**DATA SHOWN**
* * * *
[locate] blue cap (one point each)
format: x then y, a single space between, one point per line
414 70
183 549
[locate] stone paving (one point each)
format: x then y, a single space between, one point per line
* * * *
**WORK TASK**
Each entry given above is to be duplicated exactly.

**REPLY TO THE EXERCISE**
[locate] blue cap (one point each)
format: x then y, a single space between, one point per line
414 70
183 549
[locate] stone paving (one point each)
format: x then y, a single space between, one point per line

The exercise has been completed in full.